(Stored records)
========================================================================

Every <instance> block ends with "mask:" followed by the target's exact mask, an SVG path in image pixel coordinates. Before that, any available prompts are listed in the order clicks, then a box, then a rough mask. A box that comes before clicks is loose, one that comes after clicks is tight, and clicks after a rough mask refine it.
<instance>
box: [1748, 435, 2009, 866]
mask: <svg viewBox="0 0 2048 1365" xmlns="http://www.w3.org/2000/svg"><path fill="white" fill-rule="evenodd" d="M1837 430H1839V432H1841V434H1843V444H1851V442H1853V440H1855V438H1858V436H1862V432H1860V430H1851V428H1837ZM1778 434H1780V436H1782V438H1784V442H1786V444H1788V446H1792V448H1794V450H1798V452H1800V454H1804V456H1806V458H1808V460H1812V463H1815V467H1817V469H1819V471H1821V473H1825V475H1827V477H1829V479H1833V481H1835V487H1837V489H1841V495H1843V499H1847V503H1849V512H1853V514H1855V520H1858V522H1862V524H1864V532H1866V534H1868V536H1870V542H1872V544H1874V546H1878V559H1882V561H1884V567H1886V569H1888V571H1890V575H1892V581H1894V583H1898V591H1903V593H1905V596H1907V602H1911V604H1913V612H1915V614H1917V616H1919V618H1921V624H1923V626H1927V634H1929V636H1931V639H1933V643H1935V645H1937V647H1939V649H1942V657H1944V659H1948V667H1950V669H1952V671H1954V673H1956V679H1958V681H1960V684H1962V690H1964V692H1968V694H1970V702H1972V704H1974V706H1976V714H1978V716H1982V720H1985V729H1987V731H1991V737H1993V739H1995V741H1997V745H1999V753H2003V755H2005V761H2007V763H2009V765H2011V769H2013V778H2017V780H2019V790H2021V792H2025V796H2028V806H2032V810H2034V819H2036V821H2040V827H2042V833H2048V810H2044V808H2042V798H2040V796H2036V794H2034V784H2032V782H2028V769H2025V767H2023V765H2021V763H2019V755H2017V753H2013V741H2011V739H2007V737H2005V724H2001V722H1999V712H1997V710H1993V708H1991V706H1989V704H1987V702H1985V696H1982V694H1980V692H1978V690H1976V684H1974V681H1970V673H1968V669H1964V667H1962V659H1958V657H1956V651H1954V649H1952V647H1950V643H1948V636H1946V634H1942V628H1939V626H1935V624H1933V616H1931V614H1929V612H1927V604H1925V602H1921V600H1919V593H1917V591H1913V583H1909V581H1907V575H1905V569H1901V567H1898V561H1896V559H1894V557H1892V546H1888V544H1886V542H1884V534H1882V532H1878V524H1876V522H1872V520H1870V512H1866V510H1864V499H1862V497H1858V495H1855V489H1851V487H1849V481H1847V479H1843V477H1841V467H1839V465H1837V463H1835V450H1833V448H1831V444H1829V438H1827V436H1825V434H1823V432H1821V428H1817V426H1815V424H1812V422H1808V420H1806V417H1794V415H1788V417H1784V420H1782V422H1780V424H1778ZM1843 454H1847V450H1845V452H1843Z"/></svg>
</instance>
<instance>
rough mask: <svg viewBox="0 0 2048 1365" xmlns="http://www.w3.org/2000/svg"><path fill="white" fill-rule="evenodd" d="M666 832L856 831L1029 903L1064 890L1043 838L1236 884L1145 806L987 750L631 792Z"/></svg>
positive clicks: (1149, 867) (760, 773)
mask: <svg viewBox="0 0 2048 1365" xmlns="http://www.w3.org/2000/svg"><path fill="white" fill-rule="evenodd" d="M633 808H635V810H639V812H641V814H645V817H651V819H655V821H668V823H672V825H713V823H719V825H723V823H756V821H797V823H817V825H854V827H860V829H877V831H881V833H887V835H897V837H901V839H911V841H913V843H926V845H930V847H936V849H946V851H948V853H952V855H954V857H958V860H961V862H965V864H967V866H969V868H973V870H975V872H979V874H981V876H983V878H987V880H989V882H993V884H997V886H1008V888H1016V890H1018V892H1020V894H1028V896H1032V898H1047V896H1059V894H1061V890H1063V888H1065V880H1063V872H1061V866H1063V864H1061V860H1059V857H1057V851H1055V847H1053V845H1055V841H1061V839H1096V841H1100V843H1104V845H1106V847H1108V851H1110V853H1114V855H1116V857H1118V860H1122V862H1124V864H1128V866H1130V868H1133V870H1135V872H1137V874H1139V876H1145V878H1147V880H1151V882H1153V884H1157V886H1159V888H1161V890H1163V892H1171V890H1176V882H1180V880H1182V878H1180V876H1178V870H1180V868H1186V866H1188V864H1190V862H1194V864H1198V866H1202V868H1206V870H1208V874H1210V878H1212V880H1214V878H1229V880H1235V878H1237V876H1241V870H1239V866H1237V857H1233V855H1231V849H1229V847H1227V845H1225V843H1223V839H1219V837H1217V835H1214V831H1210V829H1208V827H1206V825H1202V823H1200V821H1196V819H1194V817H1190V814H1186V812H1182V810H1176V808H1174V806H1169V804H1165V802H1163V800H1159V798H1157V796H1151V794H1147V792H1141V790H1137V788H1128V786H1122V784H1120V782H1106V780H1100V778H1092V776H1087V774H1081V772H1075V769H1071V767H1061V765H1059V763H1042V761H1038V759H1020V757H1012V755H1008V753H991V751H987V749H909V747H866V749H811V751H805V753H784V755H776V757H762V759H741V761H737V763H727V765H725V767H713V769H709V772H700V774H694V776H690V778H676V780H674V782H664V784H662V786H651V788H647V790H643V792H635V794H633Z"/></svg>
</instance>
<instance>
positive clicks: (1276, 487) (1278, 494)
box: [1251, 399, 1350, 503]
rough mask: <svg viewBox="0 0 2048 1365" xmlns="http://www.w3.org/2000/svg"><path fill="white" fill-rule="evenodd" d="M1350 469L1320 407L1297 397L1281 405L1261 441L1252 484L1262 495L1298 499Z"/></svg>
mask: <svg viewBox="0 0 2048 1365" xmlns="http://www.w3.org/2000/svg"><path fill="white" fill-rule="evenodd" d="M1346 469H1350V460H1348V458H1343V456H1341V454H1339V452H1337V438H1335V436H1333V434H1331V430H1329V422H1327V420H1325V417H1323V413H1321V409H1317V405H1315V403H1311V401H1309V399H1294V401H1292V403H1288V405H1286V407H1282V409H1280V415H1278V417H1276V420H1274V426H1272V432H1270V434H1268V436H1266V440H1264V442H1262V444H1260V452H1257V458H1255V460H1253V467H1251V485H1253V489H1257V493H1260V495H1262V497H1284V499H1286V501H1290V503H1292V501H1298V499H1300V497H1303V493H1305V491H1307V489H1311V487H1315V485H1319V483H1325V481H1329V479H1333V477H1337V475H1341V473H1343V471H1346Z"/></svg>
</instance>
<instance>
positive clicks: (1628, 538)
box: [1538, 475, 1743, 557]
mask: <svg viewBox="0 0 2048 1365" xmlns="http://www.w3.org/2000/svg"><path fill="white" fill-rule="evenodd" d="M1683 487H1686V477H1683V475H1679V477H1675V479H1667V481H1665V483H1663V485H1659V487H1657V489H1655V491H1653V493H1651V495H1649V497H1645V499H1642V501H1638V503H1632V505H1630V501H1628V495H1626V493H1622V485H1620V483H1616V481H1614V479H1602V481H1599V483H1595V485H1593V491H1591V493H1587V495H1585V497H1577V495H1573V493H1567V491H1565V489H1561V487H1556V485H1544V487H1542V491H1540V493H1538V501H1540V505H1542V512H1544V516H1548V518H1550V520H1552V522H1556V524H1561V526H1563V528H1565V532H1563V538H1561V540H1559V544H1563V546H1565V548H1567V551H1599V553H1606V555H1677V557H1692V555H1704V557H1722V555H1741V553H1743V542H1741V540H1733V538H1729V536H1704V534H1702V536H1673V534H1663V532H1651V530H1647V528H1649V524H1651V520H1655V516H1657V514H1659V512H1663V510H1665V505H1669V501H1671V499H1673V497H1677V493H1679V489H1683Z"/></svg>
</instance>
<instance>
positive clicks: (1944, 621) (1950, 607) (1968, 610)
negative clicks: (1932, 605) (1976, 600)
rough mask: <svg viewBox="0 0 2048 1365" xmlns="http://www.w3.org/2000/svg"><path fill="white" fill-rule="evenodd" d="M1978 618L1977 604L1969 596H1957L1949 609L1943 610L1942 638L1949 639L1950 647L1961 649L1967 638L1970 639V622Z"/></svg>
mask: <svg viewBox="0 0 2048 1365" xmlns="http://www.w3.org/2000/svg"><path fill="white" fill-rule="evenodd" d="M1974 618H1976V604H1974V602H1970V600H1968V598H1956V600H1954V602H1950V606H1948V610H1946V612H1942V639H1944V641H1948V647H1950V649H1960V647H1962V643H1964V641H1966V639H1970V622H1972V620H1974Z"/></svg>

========================================================================

> [BRIEF]
Copy the lines from the beginning of the records through the line with "box: [1748, 435, 2009, 866]", including both ends.

> [ANSWER FOR THE TASK]
Every <instance> block ends with "mask:" followed by the target's exact mask, an SVG path in image pixel coordinates. Before that, any available prompts are listed in the order clicks, then a box, then a rough mask. A box that comes before clicks is loose, one that comes after clicks is tight, and clicks after a rough mask refine it.
<instance>
box: [1748, 435, 2009, 866]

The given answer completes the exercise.